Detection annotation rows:
<<<<
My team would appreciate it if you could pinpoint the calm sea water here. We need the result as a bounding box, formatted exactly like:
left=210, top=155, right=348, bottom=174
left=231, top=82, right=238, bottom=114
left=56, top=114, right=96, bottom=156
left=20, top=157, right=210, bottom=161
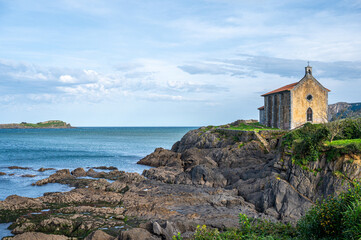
left=0, top=127, right=194, bottom=200
left=0, top=127, right=194, bottom=239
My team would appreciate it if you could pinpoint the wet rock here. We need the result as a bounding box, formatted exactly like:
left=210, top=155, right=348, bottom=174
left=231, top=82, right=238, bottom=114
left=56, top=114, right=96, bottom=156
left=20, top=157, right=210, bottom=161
>>>>
_What you should do:_
Arrange all the lines of the rows above as a numbered list, skipping any blank lines and leaving out the pictures.

_Result for this exercise:_
1. My team would appreciate it if you could pinpoint the calm sea water here. We need the result as a bounding box, formatted exactly like:
2. left=210, top=155, right=348, bottom=174
3. left=231, top=82, right=238, bottom=114
4. left=56, top=114, right=96, bottom=156
5. left=20, top=157, right=210, bottom=161
6. left=0, top=127, right=194, bottom=200
7. left=0, top=127, right=194, bottom=239
8. My team would appreciate it if you could pinpoint the wet rock here. We need the result as a bounding box, formatted exactly like:
9. left=210, top=155, right=348, bottom=174
10. left=231, top=82, right=238, bottom=114
11. left=56, top=114, right=96, bottom=156
12. left=20, top=157, right=210, bottom=161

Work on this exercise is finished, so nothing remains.